• **Data for this task**:
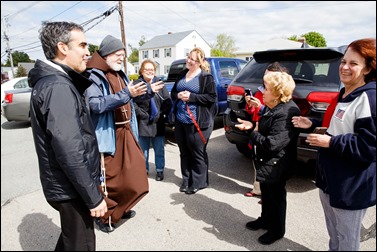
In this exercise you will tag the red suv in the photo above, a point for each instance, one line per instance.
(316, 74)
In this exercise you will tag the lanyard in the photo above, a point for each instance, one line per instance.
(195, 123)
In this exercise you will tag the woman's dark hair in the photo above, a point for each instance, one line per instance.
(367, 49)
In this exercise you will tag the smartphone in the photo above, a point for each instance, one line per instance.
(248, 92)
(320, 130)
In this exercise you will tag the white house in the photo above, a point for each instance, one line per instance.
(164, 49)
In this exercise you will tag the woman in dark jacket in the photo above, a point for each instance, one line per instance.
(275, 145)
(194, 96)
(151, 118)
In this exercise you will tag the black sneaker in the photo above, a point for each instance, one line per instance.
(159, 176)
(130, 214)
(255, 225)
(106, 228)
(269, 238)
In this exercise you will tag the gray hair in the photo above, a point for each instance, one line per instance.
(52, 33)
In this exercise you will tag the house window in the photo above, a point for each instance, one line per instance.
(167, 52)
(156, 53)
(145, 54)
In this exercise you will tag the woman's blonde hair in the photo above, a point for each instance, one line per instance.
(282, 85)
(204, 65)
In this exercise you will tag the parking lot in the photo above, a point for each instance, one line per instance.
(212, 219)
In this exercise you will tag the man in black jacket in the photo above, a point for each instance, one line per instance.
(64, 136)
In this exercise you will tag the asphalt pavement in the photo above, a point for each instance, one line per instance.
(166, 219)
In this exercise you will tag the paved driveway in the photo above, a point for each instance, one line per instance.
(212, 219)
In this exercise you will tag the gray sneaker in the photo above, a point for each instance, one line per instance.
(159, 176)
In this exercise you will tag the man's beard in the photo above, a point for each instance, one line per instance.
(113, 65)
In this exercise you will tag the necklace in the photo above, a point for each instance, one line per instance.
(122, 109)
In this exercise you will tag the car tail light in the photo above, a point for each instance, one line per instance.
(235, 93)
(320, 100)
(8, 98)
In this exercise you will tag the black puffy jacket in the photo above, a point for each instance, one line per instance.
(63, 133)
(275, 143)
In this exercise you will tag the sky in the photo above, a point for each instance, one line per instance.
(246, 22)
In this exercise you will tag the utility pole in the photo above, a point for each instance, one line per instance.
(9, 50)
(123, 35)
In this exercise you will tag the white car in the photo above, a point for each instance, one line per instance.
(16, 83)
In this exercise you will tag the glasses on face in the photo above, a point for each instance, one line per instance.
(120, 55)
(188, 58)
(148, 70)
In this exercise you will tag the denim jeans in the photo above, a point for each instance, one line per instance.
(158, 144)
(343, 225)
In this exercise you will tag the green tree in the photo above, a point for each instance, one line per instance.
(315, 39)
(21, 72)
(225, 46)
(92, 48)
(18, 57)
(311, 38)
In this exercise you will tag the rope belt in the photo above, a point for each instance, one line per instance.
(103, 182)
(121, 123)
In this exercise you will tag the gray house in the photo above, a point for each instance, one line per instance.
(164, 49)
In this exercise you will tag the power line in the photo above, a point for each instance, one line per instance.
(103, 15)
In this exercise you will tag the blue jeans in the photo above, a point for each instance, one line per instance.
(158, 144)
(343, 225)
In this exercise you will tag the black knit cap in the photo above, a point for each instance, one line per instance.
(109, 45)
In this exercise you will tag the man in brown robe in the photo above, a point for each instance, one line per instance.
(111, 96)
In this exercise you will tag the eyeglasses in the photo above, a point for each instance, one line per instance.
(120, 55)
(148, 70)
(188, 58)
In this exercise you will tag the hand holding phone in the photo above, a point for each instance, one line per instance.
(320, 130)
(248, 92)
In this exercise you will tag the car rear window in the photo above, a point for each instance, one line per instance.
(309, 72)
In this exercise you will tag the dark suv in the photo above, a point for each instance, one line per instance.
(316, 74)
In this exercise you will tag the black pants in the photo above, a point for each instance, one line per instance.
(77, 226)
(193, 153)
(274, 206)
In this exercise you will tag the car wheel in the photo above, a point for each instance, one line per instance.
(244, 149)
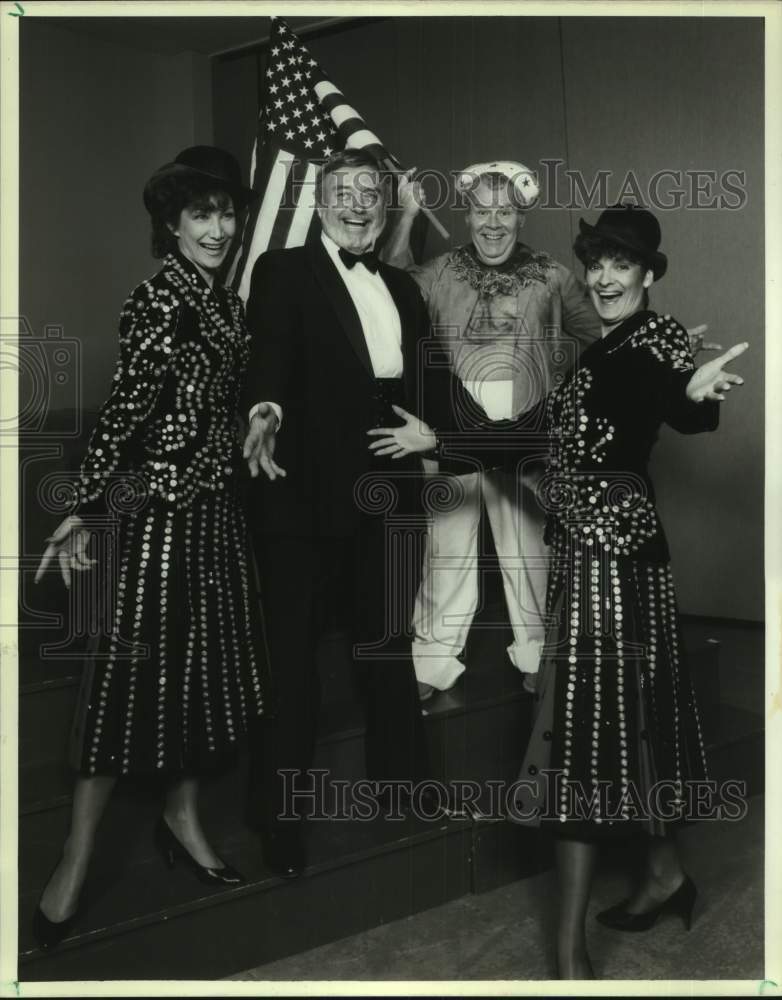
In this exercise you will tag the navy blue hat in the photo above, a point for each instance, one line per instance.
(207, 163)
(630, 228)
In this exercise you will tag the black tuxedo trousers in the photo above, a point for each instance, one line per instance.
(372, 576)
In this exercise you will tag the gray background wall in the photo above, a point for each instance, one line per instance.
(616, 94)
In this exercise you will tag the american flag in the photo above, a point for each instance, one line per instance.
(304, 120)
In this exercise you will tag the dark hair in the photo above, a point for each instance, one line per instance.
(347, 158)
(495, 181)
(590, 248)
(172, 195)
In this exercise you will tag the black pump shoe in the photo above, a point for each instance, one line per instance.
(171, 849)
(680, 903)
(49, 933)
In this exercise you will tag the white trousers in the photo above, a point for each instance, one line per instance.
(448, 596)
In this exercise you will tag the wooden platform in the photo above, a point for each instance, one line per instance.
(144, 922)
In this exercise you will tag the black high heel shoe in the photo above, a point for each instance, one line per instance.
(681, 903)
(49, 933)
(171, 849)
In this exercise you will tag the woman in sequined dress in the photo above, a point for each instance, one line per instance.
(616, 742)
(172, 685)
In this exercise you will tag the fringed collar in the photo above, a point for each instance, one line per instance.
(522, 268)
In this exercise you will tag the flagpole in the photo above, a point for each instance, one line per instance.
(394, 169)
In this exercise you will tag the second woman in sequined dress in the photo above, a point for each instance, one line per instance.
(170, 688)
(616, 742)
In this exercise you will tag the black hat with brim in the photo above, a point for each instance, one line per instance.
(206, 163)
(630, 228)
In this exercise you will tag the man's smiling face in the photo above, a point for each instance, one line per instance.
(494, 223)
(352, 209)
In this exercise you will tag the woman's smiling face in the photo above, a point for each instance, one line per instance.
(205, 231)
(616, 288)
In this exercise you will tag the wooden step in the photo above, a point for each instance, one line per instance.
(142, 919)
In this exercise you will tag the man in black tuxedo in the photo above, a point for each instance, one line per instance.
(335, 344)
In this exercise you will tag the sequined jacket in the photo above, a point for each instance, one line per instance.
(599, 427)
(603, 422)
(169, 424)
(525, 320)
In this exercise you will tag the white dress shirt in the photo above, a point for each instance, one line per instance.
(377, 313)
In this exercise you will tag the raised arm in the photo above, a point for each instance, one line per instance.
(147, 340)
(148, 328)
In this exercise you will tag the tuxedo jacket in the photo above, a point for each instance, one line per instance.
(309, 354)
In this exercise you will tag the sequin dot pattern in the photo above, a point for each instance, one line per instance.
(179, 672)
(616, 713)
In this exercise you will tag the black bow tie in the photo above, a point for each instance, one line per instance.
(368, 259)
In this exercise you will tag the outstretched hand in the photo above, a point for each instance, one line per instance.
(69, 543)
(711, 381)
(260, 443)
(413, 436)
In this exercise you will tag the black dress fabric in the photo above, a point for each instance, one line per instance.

* * *

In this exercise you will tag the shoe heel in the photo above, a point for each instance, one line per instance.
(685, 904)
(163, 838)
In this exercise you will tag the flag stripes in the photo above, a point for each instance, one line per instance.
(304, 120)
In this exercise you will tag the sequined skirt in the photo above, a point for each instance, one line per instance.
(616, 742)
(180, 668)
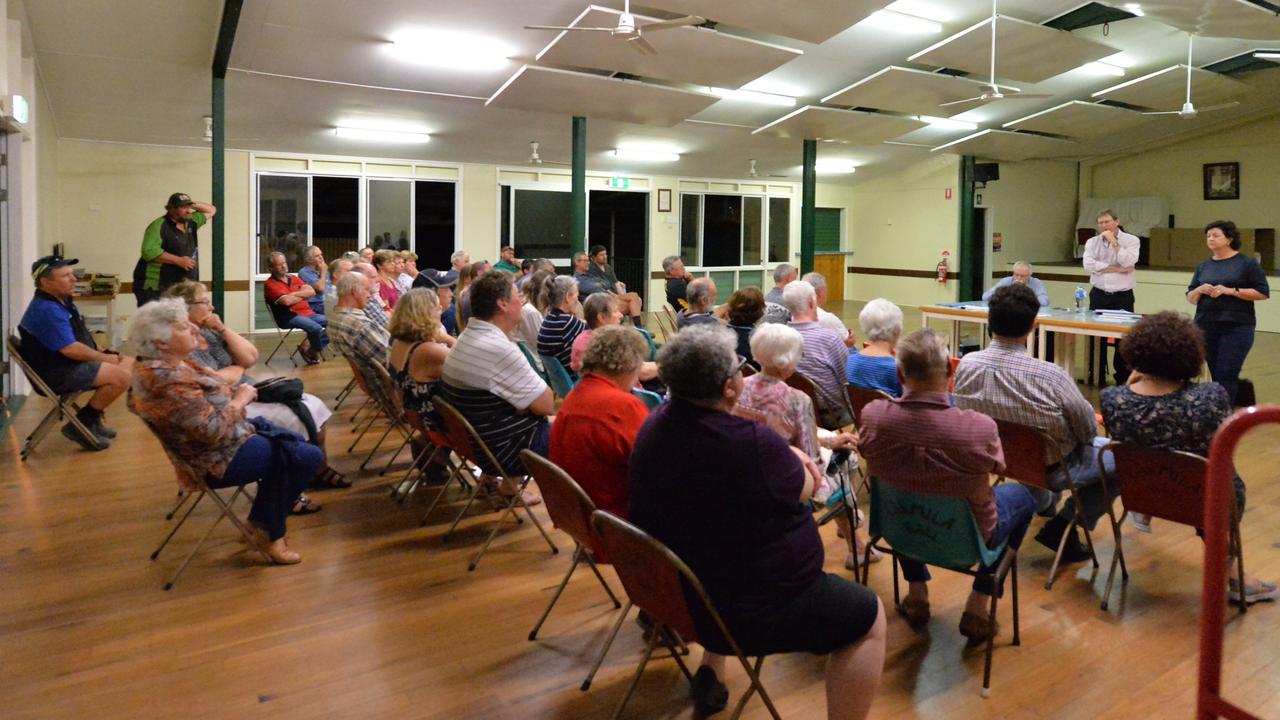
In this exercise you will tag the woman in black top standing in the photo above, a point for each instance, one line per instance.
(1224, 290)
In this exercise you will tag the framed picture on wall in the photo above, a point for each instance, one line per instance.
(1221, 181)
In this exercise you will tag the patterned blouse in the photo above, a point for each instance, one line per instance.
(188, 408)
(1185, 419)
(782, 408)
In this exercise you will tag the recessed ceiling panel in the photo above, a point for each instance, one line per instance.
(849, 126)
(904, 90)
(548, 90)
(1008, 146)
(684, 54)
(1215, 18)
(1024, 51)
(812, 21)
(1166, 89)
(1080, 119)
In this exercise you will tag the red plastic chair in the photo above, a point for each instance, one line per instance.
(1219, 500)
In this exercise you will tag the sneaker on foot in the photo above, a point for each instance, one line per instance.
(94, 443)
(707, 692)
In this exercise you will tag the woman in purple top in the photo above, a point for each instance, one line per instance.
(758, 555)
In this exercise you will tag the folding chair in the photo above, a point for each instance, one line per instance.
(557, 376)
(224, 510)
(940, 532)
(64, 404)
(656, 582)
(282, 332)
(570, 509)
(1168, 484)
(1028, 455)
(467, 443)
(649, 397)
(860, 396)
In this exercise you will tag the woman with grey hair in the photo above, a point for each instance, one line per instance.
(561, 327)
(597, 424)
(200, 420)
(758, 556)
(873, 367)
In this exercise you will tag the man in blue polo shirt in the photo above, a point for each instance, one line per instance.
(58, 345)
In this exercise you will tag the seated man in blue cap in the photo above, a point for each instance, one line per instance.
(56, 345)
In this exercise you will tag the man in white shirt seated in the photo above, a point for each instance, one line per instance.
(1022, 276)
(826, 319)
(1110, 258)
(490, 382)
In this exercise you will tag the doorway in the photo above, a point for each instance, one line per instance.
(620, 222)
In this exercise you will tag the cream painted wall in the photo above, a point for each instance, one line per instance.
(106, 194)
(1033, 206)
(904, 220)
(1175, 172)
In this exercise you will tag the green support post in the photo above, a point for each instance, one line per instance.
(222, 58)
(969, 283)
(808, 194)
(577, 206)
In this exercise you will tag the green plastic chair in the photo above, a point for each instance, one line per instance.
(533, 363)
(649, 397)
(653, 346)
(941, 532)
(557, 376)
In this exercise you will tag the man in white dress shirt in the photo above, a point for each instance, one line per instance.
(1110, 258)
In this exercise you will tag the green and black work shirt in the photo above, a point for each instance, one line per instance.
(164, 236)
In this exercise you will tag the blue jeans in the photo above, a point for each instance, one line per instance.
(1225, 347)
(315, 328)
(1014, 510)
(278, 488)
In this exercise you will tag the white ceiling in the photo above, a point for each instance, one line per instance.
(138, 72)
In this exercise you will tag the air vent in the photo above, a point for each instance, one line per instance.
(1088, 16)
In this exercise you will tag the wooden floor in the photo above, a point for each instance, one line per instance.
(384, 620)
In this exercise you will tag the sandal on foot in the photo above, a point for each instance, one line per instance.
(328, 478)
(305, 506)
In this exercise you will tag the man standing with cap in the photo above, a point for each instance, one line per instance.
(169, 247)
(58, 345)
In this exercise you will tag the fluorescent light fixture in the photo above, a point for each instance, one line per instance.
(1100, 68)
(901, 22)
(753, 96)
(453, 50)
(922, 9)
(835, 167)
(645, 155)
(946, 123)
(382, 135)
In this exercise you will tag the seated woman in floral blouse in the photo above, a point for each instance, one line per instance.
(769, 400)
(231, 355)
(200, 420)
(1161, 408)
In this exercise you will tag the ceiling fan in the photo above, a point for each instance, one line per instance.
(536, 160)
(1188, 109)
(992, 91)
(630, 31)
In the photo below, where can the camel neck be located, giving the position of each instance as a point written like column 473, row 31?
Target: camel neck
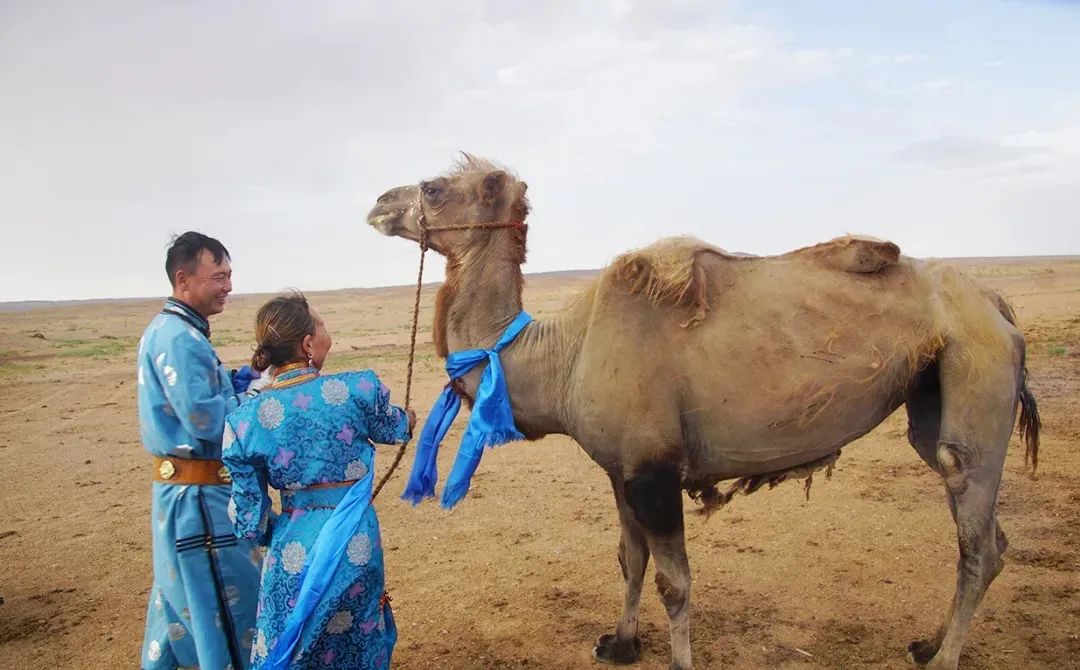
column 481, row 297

• **What the exercise asks**: Locate every line in the entries above that contains the string "smiling" and copy each of those lines. Uppercase and lowercase letters count as different.

• **Full answer**:
In this exercise you will tag the man's smiling face in the photo above, a point for each instance, one line per instance.
In this exercise you will tag the woman's smiling face in the photo above, a point for each instance, one line per instance.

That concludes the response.